_Assignment_
Determine which lines of the records include the word "column", and copy them.

_Record excerpts_
-*-*-

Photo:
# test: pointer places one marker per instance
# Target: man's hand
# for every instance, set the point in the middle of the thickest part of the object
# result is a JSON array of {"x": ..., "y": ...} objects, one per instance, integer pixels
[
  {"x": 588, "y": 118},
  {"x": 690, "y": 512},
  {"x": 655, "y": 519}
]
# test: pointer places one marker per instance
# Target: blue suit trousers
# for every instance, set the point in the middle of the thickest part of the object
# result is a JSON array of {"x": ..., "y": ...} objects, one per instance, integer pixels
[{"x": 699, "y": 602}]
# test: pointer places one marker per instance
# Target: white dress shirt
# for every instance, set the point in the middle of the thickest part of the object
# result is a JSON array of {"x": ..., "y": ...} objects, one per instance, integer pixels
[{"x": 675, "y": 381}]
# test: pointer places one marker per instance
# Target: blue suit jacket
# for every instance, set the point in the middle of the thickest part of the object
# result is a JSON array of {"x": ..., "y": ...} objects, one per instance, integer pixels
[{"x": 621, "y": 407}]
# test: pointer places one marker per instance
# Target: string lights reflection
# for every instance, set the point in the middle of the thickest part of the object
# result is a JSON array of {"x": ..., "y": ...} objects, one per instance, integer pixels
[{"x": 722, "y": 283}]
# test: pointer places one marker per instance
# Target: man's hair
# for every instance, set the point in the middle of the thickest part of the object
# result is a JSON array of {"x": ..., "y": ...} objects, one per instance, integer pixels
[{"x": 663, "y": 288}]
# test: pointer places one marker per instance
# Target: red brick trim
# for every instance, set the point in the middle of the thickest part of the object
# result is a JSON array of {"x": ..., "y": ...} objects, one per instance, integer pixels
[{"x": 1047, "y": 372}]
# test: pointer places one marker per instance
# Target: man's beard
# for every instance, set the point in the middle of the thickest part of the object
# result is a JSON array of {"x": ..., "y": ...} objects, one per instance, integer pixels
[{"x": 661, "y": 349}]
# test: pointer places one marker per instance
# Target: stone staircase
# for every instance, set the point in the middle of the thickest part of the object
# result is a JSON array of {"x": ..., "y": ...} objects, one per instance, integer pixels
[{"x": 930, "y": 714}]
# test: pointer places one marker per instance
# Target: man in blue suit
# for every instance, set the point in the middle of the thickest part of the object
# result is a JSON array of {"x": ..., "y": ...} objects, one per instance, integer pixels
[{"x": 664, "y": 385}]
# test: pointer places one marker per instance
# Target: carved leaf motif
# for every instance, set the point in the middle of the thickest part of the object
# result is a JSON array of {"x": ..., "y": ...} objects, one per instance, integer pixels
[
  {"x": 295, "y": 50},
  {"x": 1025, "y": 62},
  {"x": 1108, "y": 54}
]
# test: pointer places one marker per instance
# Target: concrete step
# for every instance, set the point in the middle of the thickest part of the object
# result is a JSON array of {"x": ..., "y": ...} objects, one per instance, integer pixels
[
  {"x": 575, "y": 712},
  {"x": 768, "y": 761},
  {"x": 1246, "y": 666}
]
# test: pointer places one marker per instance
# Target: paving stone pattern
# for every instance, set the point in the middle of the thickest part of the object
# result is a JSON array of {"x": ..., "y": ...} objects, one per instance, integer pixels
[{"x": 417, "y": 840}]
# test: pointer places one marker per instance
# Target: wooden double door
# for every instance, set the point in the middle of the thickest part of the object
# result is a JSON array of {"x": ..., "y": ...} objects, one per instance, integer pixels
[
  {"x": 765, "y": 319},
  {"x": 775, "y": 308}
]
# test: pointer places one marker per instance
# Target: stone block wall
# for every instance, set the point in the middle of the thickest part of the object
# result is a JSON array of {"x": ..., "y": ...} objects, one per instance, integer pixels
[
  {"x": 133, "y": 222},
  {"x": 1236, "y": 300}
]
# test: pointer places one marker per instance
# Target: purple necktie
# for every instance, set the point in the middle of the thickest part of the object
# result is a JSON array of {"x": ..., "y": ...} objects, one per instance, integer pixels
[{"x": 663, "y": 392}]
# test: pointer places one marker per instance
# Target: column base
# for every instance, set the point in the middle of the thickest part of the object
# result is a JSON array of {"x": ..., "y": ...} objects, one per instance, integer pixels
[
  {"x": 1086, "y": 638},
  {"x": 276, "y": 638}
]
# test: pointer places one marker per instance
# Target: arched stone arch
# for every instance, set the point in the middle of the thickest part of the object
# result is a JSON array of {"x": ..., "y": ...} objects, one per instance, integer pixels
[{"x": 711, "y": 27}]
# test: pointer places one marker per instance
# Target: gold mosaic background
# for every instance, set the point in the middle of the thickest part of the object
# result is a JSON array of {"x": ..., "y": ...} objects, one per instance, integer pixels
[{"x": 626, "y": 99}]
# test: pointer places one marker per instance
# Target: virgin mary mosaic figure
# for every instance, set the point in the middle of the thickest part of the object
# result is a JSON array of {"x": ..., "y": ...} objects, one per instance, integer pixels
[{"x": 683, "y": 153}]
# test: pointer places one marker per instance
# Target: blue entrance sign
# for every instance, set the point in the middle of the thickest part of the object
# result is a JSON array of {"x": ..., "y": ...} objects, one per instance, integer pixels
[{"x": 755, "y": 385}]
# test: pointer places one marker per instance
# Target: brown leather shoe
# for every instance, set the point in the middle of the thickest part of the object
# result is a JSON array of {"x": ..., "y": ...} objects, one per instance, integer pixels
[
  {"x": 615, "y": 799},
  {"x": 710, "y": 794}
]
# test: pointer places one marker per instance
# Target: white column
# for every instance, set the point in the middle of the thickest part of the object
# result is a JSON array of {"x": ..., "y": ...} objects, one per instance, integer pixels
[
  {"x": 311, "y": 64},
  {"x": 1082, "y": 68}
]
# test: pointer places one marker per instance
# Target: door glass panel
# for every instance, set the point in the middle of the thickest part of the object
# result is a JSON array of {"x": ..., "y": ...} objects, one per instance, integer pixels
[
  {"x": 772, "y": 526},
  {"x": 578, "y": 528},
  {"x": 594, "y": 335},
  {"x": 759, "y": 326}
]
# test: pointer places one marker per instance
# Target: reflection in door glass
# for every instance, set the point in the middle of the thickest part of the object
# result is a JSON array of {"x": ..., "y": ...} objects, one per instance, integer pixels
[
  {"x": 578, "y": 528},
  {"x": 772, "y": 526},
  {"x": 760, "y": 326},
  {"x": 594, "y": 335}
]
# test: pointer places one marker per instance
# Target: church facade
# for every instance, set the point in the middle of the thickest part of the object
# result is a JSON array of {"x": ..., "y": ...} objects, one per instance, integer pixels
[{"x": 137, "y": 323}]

-*-*-

_Exercise answer_
# Target: column base
# Target: white column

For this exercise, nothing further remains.